Short exercise: In the material below, print word for word every line from the one containing "In the photo above, where can the snow-capped" through the one containing "column 48, row 42". Include both of those lines.

* Start Rows *

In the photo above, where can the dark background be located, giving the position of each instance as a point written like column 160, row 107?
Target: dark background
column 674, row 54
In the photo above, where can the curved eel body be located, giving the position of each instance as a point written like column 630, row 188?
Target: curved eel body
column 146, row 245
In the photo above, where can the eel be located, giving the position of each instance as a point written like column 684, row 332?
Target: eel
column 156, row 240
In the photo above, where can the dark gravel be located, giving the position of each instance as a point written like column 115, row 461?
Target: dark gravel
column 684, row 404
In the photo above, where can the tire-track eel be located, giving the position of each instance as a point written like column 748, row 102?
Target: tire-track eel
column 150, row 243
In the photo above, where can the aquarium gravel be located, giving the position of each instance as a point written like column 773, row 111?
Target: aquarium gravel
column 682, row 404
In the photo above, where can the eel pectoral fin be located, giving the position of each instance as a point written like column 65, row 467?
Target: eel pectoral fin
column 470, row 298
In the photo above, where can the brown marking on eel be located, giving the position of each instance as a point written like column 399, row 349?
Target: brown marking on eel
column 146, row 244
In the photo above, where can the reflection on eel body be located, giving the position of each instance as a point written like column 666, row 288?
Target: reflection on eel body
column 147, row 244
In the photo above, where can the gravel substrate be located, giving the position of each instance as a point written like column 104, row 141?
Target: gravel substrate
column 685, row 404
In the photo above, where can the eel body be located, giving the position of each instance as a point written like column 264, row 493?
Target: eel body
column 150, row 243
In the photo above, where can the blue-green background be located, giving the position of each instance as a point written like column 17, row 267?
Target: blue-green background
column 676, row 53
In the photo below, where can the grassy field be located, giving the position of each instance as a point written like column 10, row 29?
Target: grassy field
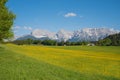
column 59, row 63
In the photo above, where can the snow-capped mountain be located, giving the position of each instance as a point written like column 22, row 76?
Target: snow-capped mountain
column 86, row 34
column 43, row 33
column 92, row 34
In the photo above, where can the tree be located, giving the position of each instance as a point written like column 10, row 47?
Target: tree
column 6, row 21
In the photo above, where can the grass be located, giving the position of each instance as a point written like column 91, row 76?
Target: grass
column 59, row 63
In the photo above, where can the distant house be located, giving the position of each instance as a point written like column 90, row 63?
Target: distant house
column 90, row 44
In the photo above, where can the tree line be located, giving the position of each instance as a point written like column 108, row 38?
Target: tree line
column 111, row 40
column 48, row 42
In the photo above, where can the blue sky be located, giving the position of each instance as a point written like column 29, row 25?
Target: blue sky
column 54, row 15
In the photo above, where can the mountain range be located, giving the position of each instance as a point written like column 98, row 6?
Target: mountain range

* End Rows *

Exercise result:
In the photo above, where can the snow-capped mountain be located, giving the position of each instance as a point written like column 22, row 76?
Target: snow-capped mountain
column 86, row 34
column 43, row 33
column 92, row 34
In the photo above, where can the tree be located, giving the position of each instance as a point written like column 10, row 47?
Target: tree
column 6, row 21
In the photo above, where can the grass be located, giving the position of each instance as a point written like column 91, row 76?
Target: grass
column 59, row 63
In the photo above, where can the distant house be located, giving the position of each instance as a point written like column 90, row 63?
Target: distant house
column 90, row 44
In the photo above, where can the tree line be located, giving the position of each instance as a point written like column 108, row 38?
Target: tree line
column 111, row 40
column 48, row 42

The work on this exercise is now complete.